**DO THIS:** Could you output every one of the records below, unchanged and line for line?

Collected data

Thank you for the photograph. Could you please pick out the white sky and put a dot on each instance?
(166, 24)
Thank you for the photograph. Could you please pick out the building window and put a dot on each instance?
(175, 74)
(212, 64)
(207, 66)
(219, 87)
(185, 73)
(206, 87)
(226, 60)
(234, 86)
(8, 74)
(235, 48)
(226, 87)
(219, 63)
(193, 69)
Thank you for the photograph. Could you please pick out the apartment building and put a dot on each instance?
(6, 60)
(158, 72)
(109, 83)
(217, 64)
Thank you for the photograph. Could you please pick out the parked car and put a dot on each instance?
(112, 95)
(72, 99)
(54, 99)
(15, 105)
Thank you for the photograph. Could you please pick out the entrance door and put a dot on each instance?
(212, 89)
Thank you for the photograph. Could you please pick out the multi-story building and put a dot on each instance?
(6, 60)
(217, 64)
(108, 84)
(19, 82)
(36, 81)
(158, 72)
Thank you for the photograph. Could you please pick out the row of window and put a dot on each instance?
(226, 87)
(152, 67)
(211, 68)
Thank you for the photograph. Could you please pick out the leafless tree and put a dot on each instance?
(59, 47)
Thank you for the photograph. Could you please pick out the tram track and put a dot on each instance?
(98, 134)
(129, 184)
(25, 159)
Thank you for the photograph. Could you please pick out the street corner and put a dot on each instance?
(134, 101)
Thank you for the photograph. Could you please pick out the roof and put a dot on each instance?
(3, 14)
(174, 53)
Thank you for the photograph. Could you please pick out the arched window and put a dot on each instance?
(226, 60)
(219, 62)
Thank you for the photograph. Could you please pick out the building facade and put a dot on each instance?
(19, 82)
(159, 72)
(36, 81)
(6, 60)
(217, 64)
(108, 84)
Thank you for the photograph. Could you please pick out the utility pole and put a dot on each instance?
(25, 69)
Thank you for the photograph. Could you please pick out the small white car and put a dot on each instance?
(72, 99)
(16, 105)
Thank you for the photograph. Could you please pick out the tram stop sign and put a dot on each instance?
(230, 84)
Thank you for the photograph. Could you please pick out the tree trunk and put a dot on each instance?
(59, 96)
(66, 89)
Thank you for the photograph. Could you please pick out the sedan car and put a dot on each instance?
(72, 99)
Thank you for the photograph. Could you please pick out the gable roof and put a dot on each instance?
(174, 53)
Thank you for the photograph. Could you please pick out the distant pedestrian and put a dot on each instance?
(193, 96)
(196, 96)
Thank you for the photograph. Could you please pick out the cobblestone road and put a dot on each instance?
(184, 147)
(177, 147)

**REPLY TO THE EXERCISE:**
Thank you for the photograph. Could you please pick out the white sky and put a dot on each instance?
(166, 24)
Thank you for the photograph. Could you please pick out the building window and put a dot on each instance?
(175, 74)
(212, 64)
(207, 66)
(219, 87)
(185, 73)
(206, 87)
(226, 60)
(234, 86)
(8, 74)
(235, 48)
(226, 87)
(219, 63)
(193, 69)
Thank you for the photograph. Could you please pick out the apartment building and put a dot on each instance?
(6, 60)
(158, 72)
(109, 83)
(217, 64)
Thank you for the photograph. Could you please pick out the parked car and put a dot on each instance?
(112, 95)
(72, 99)
(54, 99)
(15, 105)
Thank you for the photograph. Could you please pick out the entrance door and put a dot on each instance?
(212, 89)
Thank you for the photograph. Could you please pick out the multi-story building and put a dot on each instance?
(6, 60)
(217, 64)
(108, 84)
(19, 82)
(36, 81)
(158, 72)
Thank you for the photograph. Could you please pick out the row of window and put a dot on each instance?
(226, 87)
(152, 67)
(211, 68)
Thank you for the photograph. Could you please pick out the leafless tree and put a dot on each instance?
(59, 47)
Thank you for the photograph. Could you please pick out the tram track and put a dot on each instance?
(98, 134)
(129, 184)
(25, 159)
Thank you for the photograph. Could you please pick out the street corner and put a dot on each instance?
(134, 101)
Thank you for the photograph. Could you please pick out the roof and put a dot on each instance?
(3, 14)
(174, 53)
Thank you for the photograph. Could you please pick out the arched window and put a dot on each instance?
(226, 60)
(219, 62)
Thank you for the photograph. Could you please pick out the building facade and put a dot on each instance?
(19, 82)
(159, 72)
(36, 81)
(6, 60)
(217, 64)
(108, 84)
Thank you for the photograph. Could you please pick out the utility pole and put a dot on each instance?
(25, 69)
Thank you for the photograph. Could you please pick out the small white car and put a dot on each instance?
(72, 99)
(16, 105)
Thank you for the photograph. Could you please pick out the tram stop sign and put a dot on each instance?
(230, 84)
Thank you for the photograph. Could you please pick out the tree trunk and put a dot on each instance?
(59, 96)
(66, 89)
Thank you for the photograph. Could you please pick out the sedan car and put a dot on each instance?
(72, 99)
Thank you for the photograph. Could you please pick out the gable roof and put a dot on each instance?
(174, 53)
Thank you for the photograph. Could you please pick out the distant pedestrian and put a dot on each instance?
(193, 96)
(196, 96)
Thank you for the photograph. Could you please pick out the cobblestone road and put a dot on each instance?
(184, 147)
(177, 147)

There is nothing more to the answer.